Task prompt |
With the images removed, repeat the data below exactly.
★ ★ ★ ★
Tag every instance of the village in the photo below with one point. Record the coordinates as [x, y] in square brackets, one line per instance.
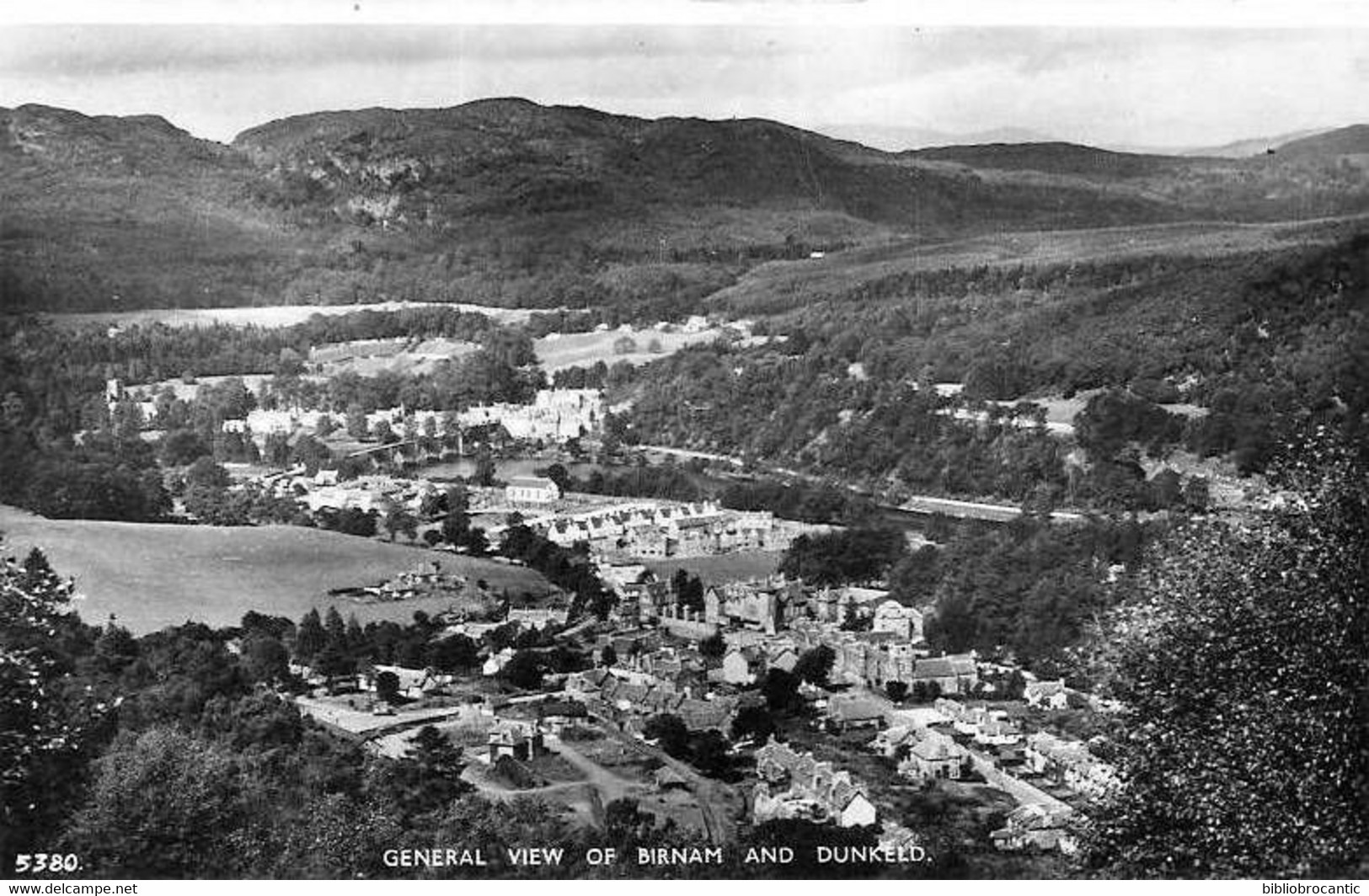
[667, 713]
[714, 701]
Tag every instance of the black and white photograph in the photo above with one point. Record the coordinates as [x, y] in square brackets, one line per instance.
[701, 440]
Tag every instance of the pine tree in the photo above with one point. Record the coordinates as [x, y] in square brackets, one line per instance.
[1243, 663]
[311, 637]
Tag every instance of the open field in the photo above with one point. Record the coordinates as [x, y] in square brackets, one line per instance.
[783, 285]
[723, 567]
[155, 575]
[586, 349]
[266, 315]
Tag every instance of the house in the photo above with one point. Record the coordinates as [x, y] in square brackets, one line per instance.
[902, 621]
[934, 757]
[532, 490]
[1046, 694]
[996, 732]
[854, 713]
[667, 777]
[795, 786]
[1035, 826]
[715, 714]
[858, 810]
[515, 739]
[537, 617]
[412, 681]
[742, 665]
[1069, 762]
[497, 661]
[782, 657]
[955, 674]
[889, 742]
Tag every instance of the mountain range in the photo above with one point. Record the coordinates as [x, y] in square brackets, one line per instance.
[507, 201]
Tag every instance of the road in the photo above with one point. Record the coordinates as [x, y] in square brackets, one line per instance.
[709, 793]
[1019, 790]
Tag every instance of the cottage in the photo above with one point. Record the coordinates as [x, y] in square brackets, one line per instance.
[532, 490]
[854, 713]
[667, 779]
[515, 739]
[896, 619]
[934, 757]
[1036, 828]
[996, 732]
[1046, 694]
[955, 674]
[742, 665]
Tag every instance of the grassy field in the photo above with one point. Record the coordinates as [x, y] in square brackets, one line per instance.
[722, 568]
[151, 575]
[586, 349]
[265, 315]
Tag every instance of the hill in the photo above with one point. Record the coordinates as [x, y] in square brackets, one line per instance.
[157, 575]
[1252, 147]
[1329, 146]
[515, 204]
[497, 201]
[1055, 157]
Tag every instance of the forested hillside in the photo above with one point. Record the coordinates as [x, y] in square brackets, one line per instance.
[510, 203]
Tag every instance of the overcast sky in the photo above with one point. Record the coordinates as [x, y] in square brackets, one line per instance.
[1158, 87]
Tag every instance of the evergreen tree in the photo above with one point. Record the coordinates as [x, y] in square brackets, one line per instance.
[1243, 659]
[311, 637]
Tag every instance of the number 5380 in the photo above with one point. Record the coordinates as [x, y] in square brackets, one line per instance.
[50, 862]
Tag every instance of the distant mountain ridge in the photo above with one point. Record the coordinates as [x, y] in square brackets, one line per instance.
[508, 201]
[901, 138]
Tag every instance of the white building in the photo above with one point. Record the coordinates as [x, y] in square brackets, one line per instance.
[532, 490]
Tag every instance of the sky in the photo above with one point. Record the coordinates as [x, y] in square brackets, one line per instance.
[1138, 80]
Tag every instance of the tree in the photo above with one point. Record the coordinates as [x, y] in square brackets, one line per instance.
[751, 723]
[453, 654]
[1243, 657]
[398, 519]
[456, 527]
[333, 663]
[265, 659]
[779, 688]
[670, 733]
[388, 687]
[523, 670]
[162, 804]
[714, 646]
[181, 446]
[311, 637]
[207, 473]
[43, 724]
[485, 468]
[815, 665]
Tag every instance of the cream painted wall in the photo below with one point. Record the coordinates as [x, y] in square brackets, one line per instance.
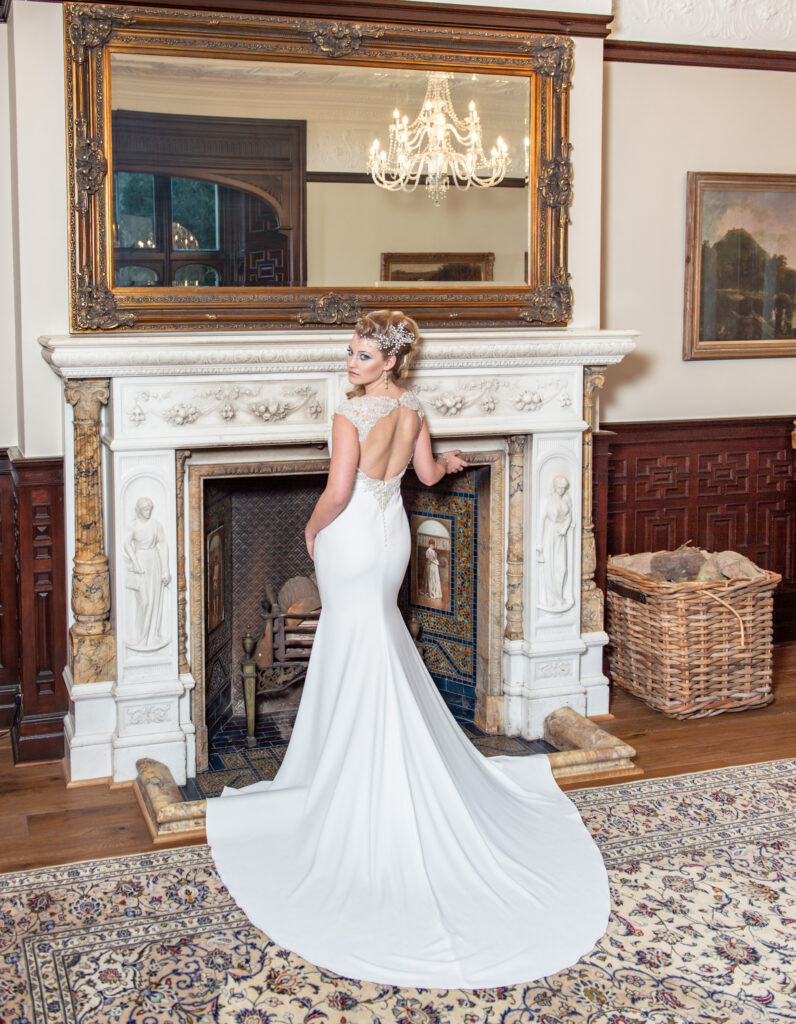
★ ★ ★ ★
Response to this exercise |
Tag every instance of the village in the photo below with one point. Record the coordinates as [x, y] in square brackets, one line per instance.
[667, 713]
[714, 701]
Tag every instance of the black and white photograph in the photo above with one point. Record the coordinates as [x, y] in square brackets, one line per instance.
[701, 440]
Tag every instance of the pine tree in the photo above with one point. Record the coordinates as [x, y] in square brackets, one line per instance.
[1243, 663]
[311, 637]
Tag every instance of the open field in the photo above with one point. Record the coordinates as [x, y] in square brackets, one line per instance.
[783, 285]
[723, 567]
[155, 575]
[586, 349]
[266, 315]
Tag every instance of the house in the photo above with one point. Record the coordinates as [x, y] in square brackets, one line per instance.
[902, 621]
[934, 757]
[532, 490]
[1046, 694]
[996, 732]
[854, 713]
[667, 777]
[795, 786]
[1035, 826]
[715, 714]
[858, 810]
[515, 739]
[537, 617]
[412, 681]
[742, 665]
[1069, 762]
[497, 661]
[782, 657]
[955, 674]
[889, 742]
Tag every instance of the mountain range in the photo above with one point. Record the coordinates as [x, y] in square brackets, one line per instance.
[507, 201]
Tag every instance of the road in the photo above with one point. Record the coordinates as [x, y] in square brackets, one line per instance.
[709, 793]
[1019, 790]
Tag every instance of the cottage in the photo above with one point. Record the coordinates as [x, y] in square brackets, one line per instance.
[532, 490]
[854, 713]
[667, 779]
[515, 739]
[896, 619]
[934, 757]
[1036, 828]
[996, 732]
[1046, 694]
[955, 674]
[742, 665]
Tag every instance of the grassy field in the photo above with one point. Record the coordinates as [x, y] in square brackets, one line per instance.
[722, 568]
[151, 575]
[586, 349]
[265, 315]
Tag every instance of the hill in the photo above with one point. Record the coordinates as [x, y] in square brackets, one line per instance.
[157, 575]
[1252, 147]
[1329, 146]
[515, 204]
[497, 201]
[1055, 157]
Tag every instance of the forested hillside in the photo above with one point. Record the coordinates as [x, y] in square brackets, one line per instance.
[510, 203]
Tag every instance of the overcast sky in the photo above with one point. Record the coordinates as [x, y] in square brackets, one line per instance.
[1158, 87]
Tag every instance of the evergreen tree in the photo above with one point. Record the coordinates as [x, y] in square brackets, one line per instance.
[1243, 659]
[311, 637]
Tag every instance of the number 5380 in the photo above with one point. Record the coordinates as [x, y] in square brackets, one line per instance.
[50, 862]
Tag every instance of the distant mountain ridge in the photo above with one point. Record the coordinates as [x, y] in square brackets, one line per instance.
[508, 201]
[901, 138]
Tag every instance of the white building in the photo above with one point. Record the coordinates as [x, y] in square brackets, one line per instance.
[532, 490]
Tag every instance of the sky in the photo above with one point. Record the coordinates as [x, y] in square brackets, one line per instance.
[1138, 80]
Tag every instance of the tree in the photo above with one point. Record the coordinates as [x, y] in square brackets, one line per instance.
[751, 723]
[453, 654]
[1243, 657]
[398, 519]
[456, 527]
[333, 663]
[265, 659]
[779, 688]
[670, 733]
[388, 687]
[523, 670]
[162, 804]
[714, 646]
[181, 446]
[311, 637]
[207, 473]
[43, 724]
[485, 468]
[815, 665]
Tag every instance of the cream painted wall in the photo below with one point. Record the coordinates as [x, y] in square brackets, one line per instance.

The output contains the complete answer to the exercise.